Start of Study text

Midweek update

As expected and as Medscape reports, the Senate on Monday confirmed Seema Verma’s nomination to serve as administrator of the Centers for Medicare and Medicaid. “Verma has specialized in working with state Medicaid programs to improve care while lowering costs.”  Meanwhile the Drug Channel blog muses on the President’s nomination of Scott Gottlieb to serve as Food and Drug Commissioner. 

Lest it pass us by, let’s not forget that it’s National Patient Safety Awareness Week. ECRI Institute has created a list of the top ten patient safety concerns:

Information Management in EHRs
Unrecognized Patient Deterioration
Implementation and Use of Clinical Decision Support
Test Result Reporting and Follow-Up
Antimicrobial Stewardship
Patient Identification
Opioid Administration and Monitoring in Acute Care
Behavioral Health Issues in Non-Behavioral-Health Settings
Management of New Oral Anticoagulants
Inadequate Organization Systems or Processes to Improve Safety and Quality

Speaking of which, the FEHBlog’s attention was drawn to this EHR Intelligence article about a “new study published in the Journal of the American Board of Family Medicine found patient-reported self-assessments and provider-reported assessments of patient health rarely align.”  The article explains that

“A closer look at the reasons given by patients and physicians helps explain that discordance,” the researchers wrote. “We found that physicians tended to focus on disease in their reasoning for all patients, whereas those patients with excellent and very good self-reported assessments focused on feeling well. In medicine, wellness is often considered the absence or prevention of disease, but other concepts within wellness, such as happiness and contentment, may be equally or more important to patients.”

End of Study text

What to produce:
According to the midweek update, what position did the Senate confirm Seema Verma to serve in?

Start of Information provided

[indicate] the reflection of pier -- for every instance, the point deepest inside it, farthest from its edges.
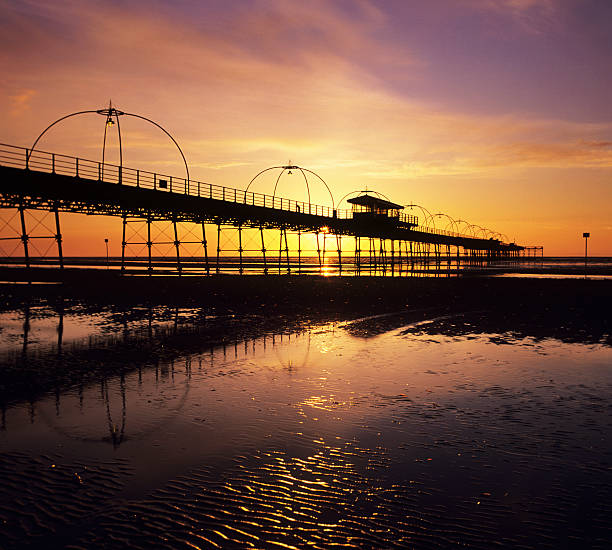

End of Information provided

Written response:
Administrator of the Centers for Medicare and Medicaid.